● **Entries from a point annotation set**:
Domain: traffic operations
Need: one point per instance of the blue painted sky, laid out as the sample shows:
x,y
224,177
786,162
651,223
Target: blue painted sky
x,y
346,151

● **Request**:
Reproduce every line of the material above, requests included. Scale only the point coordinates in the answers by multiplying each by 0.5 and rounding to a whole number with halves rounded up, and leave the requests and their sample values unchanged.

● **Reply to the exercise**:
Domain: traffic operations
Need: one point per instance of the blue painted sky, laid out as the sample shows:
x,y
224,177
786,162
651,223
Target: blue painted sky
x,y
173,76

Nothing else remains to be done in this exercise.